Records for position identification:
>> start

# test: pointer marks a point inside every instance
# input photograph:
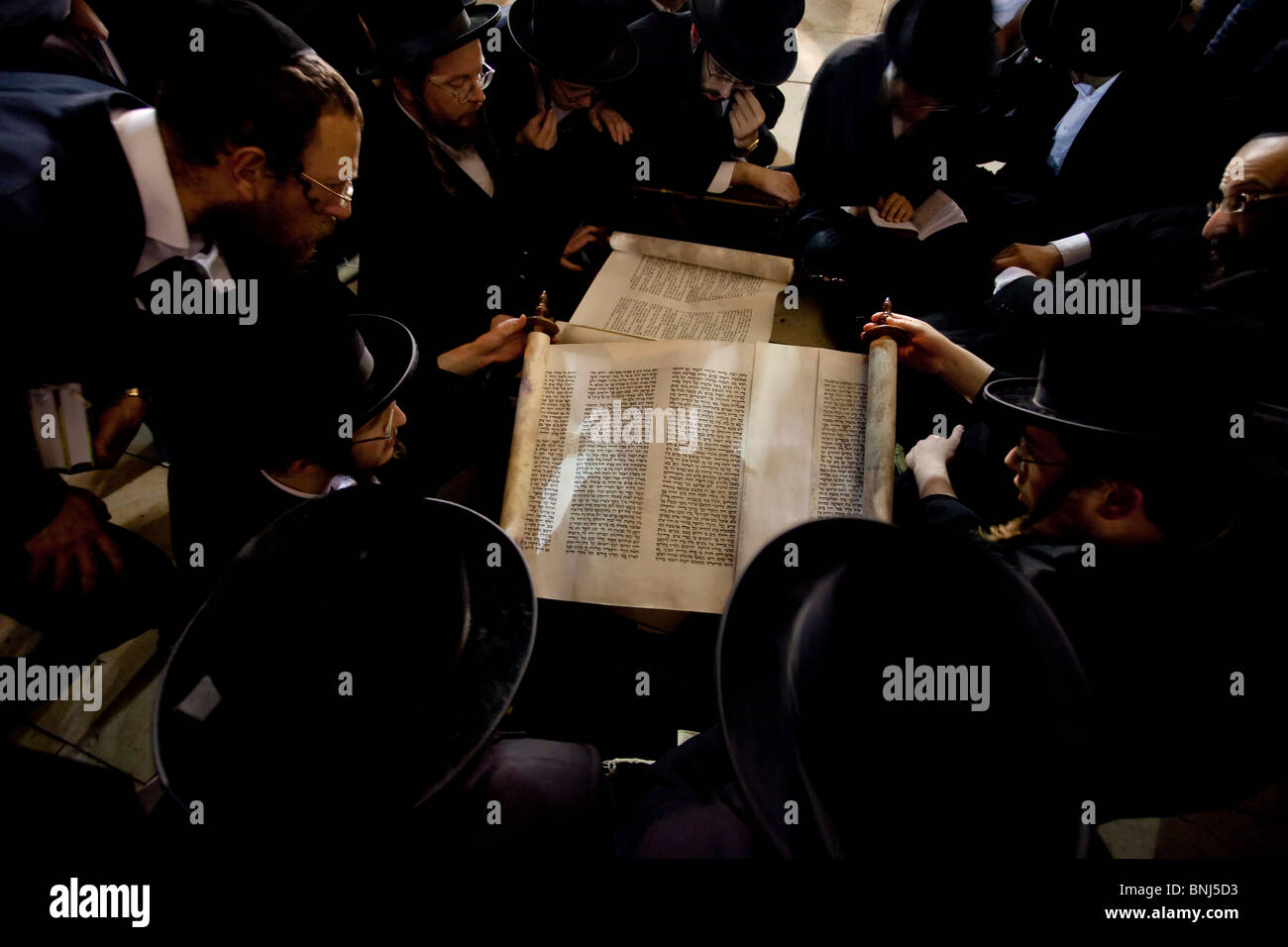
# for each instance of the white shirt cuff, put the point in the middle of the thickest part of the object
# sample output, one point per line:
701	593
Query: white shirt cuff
1009	275
1073	250
724	176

>> end

◆ TASK DESCRIPTION: Lay out every line of the listing above as a Markdown table with the columns "Row" and "Line," numbering the rows in order. Skip blank lines and leave the pictures out.

◆ FINAL RESULT:
| Row | Line |
|---|---|
| 1 | # test: pointer marks a point inside every instance |
| 2 | # input photograph: |
| 3 | # for each instance of the white shirt cuff, put the point in the middle of the thickest part of the object |
| 4 | # sample output, one point per line: |
| 5 | 701	593 |
| 6 | Query: white shirt cuff |
| 7 | 1009	275 |
| 8 | 1073	250 |
| 9 | 724	176 |